#### Work task
Your answer should consist of each line below that includes the word "several".
Exercise input Start Marker
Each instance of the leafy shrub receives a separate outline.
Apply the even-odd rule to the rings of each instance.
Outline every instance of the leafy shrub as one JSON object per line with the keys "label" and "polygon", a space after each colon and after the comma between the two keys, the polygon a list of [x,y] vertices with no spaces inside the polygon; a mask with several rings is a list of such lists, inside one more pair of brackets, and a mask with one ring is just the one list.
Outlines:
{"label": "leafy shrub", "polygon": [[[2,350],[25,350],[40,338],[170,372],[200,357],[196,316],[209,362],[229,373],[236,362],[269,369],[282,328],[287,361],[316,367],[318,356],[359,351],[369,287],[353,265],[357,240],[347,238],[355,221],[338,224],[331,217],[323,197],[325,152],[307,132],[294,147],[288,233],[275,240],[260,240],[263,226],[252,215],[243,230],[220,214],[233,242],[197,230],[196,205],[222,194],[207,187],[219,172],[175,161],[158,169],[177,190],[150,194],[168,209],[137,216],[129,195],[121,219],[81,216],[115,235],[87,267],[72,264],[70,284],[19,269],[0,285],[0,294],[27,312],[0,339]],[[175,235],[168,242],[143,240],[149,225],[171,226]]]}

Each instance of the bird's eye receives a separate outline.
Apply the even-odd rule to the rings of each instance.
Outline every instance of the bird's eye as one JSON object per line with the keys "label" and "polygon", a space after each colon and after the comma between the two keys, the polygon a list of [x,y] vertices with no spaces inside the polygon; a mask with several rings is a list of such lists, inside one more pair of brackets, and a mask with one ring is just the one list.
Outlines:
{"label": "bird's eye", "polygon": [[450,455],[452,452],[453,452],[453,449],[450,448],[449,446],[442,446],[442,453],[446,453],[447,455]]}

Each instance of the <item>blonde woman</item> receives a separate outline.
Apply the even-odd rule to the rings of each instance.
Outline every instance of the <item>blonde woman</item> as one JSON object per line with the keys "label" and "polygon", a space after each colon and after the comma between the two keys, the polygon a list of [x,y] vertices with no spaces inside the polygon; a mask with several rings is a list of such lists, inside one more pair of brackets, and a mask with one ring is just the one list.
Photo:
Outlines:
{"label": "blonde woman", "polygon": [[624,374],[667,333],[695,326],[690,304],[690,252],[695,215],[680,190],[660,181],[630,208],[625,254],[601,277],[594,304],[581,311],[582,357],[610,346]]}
Exercise input End Marker
#### Expected answer
Outline every instance of the leafy shrub as one JSON object per line with the keys "label" and "polygon", a space after each colon and after the comma between the two keys, the polygon a list of [x,y] vertices with no spaces inside the polygon; a mask with several rings is a list of such lists, inside one more pair of brackets, and a mask with one ring is just the one list.
Outline every instance of the bird's eye as one JSON object per line with the keys "label" and "polygon", a space after each colon and after the comma between the two keys, the polygon a list of [x,y] vertices with no spaces inside the polygon; a mask with several rings is a list of such lists, inside one more pair of brackets, and a mask with one ring is just the one list.
Outline every instance of the <item>blonde woman</item> as one JSON object per line with the keys "label" and "polygon", a space after each colon and after the comma between the two keys, the polygon a list of [x,y] vertices with no spaces inside the polygon; a mask with several rings is a list of such lists, inside one more pair of brackets, and a mask with one ring is just the one list.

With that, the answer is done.